[BEGIN]
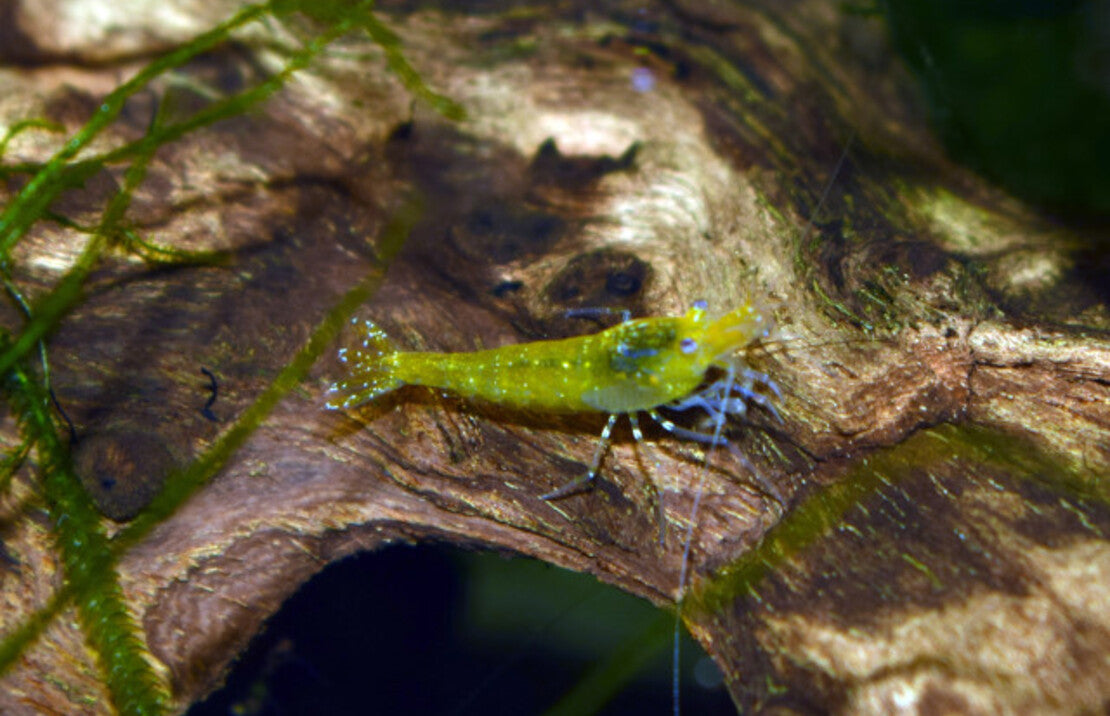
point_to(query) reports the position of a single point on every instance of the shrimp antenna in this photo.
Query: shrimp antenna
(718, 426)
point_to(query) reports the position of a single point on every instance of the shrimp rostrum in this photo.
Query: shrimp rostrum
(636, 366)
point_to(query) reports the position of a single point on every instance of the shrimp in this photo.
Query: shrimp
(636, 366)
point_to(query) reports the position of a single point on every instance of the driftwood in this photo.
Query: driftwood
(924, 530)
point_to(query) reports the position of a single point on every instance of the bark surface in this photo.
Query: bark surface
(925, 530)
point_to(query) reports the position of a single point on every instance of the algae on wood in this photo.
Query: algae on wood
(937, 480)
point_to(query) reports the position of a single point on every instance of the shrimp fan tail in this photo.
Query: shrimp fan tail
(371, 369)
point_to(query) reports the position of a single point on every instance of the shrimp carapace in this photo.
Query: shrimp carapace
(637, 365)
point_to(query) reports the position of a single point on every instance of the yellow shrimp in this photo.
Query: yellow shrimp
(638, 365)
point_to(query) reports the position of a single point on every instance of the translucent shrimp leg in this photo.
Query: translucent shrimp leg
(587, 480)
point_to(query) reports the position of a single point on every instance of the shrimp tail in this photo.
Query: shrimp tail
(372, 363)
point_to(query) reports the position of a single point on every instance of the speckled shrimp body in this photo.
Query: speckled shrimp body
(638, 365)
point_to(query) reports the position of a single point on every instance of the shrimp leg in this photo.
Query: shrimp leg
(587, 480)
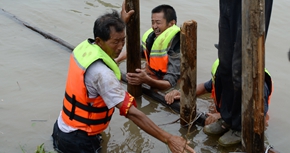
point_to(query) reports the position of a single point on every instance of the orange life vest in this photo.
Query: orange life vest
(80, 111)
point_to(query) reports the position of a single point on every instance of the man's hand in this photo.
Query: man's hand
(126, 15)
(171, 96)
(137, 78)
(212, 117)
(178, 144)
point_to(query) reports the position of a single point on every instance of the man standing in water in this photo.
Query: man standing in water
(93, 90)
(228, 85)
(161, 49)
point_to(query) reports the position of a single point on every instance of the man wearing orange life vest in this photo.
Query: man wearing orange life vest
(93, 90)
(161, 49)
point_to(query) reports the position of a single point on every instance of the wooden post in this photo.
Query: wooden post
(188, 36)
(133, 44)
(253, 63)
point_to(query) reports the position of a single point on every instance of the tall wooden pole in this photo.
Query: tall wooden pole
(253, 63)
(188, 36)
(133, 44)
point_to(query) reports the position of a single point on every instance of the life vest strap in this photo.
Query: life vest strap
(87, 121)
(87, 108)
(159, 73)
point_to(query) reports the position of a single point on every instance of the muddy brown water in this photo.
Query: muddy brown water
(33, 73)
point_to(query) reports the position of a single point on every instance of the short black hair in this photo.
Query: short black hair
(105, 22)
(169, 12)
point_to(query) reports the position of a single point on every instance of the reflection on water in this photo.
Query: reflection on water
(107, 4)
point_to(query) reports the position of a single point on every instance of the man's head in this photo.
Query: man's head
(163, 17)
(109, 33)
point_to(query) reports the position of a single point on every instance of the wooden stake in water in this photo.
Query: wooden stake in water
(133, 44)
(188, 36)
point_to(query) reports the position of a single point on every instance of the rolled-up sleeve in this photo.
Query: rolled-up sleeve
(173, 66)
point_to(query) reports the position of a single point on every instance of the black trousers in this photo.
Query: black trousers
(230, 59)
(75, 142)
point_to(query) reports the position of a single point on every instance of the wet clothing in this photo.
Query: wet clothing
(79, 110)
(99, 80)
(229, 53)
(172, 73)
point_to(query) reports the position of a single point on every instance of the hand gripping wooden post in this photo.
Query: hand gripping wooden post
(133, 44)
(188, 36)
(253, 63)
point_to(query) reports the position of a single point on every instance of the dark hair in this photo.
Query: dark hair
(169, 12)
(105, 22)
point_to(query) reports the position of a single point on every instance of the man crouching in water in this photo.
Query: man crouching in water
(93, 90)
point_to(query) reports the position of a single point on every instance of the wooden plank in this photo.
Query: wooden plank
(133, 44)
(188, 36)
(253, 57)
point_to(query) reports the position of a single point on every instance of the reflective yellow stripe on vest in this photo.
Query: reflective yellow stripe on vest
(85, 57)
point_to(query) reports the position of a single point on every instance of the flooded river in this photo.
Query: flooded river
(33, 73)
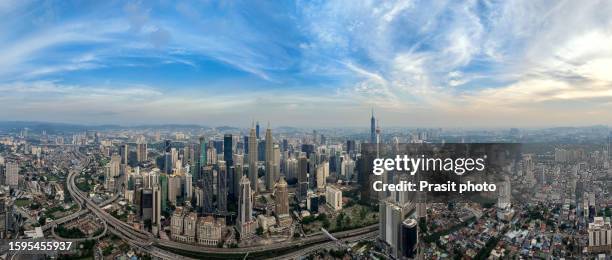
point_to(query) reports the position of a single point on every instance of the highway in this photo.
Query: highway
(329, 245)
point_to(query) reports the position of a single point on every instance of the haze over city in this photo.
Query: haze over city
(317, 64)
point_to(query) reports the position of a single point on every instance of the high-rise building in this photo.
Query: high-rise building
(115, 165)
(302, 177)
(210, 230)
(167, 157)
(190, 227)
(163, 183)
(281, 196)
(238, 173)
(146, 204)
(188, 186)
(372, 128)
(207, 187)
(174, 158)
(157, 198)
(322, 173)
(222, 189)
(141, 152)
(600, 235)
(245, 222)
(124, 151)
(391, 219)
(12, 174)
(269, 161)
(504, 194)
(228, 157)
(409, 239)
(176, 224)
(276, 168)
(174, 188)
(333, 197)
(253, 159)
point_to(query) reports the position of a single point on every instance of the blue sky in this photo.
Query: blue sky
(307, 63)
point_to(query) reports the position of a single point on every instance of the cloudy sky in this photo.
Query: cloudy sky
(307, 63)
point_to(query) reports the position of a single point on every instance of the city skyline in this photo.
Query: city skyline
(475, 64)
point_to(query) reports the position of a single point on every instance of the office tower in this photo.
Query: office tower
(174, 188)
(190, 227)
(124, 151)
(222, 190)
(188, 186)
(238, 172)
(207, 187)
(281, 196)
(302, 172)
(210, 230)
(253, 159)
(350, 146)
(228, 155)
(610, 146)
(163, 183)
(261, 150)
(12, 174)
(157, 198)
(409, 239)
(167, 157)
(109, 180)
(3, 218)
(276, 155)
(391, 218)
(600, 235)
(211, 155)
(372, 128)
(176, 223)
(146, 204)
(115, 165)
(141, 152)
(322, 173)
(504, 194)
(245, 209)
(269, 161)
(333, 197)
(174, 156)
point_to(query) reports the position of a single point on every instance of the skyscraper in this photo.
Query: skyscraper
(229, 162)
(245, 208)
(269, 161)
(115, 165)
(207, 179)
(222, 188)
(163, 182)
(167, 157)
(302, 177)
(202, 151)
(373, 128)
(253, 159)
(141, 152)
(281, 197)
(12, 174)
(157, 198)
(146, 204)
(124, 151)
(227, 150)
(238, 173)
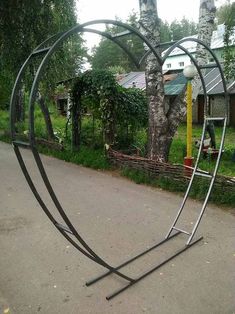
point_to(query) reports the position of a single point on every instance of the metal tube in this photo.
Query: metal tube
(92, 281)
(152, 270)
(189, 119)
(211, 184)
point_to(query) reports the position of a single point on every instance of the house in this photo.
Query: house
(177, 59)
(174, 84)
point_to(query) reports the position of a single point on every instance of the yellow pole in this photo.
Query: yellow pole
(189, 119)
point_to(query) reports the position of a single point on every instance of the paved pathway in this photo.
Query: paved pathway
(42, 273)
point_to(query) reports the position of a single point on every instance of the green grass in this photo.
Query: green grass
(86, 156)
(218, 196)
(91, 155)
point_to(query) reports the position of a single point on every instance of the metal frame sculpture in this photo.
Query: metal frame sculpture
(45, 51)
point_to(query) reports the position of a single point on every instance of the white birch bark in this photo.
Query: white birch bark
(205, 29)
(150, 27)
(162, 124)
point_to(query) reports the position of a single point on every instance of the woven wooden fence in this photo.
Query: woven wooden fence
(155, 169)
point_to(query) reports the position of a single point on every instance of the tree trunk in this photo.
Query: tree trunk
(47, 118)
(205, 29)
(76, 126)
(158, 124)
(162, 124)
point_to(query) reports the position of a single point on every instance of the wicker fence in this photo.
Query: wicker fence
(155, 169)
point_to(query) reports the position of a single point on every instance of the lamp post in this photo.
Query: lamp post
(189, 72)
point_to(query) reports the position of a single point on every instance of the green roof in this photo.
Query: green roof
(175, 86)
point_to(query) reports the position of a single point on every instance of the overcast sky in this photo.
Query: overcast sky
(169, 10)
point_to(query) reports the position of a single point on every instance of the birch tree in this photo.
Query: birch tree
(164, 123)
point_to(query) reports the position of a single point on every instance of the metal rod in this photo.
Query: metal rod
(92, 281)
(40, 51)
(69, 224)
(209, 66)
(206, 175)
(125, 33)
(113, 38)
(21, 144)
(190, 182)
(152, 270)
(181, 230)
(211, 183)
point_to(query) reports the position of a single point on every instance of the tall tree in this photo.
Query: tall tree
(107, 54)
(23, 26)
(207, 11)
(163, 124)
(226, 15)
[END]
[BEGIN]
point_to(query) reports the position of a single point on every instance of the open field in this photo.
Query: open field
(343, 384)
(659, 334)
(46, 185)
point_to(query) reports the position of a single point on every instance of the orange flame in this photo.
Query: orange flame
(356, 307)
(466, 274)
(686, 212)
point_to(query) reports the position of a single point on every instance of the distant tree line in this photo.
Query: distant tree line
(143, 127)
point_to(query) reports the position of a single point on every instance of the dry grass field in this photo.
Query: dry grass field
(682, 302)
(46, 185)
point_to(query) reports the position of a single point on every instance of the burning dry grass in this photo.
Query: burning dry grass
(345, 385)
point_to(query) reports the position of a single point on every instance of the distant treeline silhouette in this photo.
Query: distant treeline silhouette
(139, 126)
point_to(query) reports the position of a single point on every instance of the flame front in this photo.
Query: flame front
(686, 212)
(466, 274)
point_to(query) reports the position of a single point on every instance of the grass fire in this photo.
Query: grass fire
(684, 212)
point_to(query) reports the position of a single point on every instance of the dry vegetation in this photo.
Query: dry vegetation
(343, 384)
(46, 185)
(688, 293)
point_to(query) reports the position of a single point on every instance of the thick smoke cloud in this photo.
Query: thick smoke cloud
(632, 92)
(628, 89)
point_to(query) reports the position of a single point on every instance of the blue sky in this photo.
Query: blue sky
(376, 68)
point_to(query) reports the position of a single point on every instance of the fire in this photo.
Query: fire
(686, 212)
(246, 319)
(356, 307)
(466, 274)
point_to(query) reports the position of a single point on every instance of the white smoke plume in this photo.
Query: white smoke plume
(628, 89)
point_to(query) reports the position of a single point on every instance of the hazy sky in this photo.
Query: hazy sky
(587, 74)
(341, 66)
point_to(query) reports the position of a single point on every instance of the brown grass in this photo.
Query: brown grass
[END]
[BEGIN]
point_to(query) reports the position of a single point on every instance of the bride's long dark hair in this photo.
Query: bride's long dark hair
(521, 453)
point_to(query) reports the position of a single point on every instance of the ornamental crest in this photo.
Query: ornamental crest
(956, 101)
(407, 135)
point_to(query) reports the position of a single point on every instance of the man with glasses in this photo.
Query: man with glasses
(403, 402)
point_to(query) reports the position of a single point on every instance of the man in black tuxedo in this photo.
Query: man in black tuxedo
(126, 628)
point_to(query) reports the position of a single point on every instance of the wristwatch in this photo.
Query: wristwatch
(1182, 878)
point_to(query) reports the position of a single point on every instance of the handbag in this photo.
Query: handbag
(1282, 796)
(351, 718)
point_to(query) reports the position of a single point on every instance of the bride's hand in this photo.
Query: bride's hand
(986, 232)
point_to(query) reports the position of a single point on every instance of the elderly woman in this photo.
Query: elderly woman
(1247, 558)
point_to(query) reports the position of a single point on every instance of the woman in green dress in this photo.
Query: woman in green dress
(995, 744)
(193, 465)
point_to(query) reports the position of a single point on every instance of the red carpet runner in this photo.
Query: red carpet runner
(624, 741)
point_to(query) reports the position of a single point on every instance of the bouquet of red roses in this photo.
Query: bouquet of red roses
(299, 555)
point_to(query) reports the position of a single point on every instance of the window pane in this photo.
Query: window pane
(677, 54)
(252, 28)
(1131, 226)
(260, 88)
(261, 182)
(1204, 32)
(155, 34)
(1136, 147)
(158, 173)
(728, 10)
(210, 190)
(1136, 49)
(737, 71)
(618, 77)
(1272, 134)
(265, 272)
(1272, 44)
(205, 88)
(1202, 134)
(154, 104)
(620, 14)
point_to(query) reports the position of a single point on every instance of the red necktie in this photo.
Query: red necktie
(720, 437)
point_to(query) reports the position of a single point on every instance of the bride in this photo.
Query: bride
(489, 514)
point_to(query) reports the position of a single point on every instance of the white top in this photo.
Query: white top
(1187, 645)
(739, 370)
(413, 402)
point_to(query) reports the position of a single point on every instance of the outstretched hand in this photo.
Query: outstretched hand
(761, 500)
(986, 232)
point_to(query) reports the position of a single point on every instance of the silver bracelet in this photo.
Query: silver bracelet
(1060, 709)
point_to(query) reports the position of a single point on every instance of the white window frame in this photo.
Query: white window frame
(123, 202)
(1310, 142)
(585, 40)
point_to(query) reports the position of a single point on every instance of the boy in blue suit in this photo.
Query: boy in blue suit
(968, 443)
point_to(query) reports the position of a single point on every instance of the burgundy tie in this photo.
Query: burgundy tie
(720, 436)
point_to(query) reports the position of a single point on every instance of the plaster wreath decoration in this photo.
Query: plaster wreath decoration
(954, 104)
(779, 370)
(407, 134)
[END]
> _Instructions to follow_
Transcribe the lines above word for word, everything from the line containing "hazy sky in this photo." down to the line containing "Query: brown grass", both of those included.

> _Written answer_
point_to(query) reports the position of a single point on every instance of the hazy sky in this photo.
Query: hazy sky
(587, 74)
(341, 66)
point_to(query) reports the position of a single point on every instance of the brown grass in this photo.
Query: brown grass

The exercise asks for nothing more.